Antigas danças cerimoniais e processionais: Baile dos cavalinhos fuscos, Valencia, 2008

El ball de cavallets, baile dos cavalinhos fuscos que se executava nas procissões ibéricas, particularmente na do Corpus Christi. Luta entre mouros de adaga e cavaleiros cristãos. Valencia/Espanha, junho de 2008

Baile da Virtude, Valencia, 2009

Ball de la Moma, Baile da Donzela Virtude contra os Sete Pecados, procissão do Corpo de Deus, Valencia/Espanha, junho de 2009
A moma/Virtude apresenta-se vestida de branco, símbolo da pureza e mostra-se indiferente aos ataques dos sete momos (pecados). Estes dançam, munidos de símbolos fálicos (paus). No final, a Virtude Triunfa, fazendo-lhe mesura de vencidos os momos.

Dança dos Homens, Lousa, 2010

Registo fílmico da Dança dos Homens ou Dança das Genebres, Lousa, Castelo Branco/Portugal, maio de 2010
Dança cerimonial executada no final da recolha da procissão de N. S. dos Altos Céus ao som de pandeiros, genebres e violas beiroas (bandurras). Destaque para a aparatosa coroa ou "capela" dos bailadores, armada com flores e guarnecida de fitas pendentes. Muito curiosa a semelhança desta capela barroca com a ornamentação do barrete doutoral da Real e Pontifícia Universidade do México. Simples coincidência ou cultura cristã ibérica mais comungada do que se gostaria de admitir?

→ EXERCÍCIO
Transcreva o trecho do excerto sobre danças cerimoniais que vai de "Baile da Virtude, Valencia, 2009" a "vencidos os momos.". Os registos são material à parte, sem ligação ao excerto.

→ DADOS APRESENTADOS
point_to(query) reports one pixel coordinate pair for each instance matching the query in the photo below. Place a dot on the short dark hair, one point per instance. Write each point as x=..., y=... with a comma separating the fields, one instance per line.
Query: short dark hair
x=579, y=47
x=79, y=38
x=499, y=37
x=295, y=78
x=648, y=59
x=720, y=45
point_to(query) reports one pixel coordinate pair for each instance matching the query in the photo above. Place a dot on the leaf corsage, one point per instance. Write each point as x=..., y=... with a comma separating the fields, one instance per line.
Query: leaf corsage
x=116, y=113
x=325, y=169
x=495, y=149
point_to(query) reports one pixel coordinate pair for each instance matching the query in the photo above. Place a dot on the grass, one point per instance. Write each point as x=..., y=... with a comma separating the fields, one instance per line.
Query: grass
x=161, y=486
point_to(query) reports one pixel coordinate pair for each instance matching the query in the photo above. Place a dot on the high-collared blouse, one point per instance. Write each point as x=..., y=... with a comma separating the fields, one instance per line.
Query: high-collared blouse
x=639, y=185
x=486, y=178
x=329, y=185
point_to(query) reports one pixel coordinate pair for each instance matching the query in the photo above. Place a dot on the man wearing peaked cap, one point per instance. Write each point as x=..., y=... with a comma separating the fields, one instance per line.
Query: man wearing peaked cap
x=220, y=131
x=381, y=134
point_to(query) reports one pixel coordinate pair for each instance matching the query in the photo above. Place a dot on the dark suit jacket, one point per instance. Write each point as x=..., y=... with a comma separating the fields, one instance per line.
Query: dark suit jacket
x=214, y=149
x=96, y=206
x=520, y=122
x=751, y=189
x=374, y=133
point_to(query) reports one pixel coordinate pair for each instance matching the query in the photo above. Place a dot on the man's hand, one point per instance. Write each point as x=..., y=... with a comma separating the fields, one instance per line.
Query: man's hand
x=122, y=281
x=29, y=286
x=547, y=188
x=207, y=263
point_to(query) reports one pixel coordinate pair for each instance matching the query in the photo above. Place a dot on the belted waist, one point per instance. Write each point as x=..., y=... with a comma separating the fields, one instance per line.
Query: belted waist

→ RESOLUÇÃO
Baile da Virtude, Valencia, 2009

Ball de la Moma, Baile da Donzela Virtude contra os Sete Pecados, procissão do Corpo de Deus, Valencia/Espanha, junho de 2009
A moma/Virtude apresenta-se vestida de branco, símbolo da pureza e mostra-se indiferente aos ataques dos sete momos (pecados). Estes dançam, munidos de símbolos fálicos (paus). No final, a Virtude Triunfa, fazendo-lhe mesura de vencidos os momos.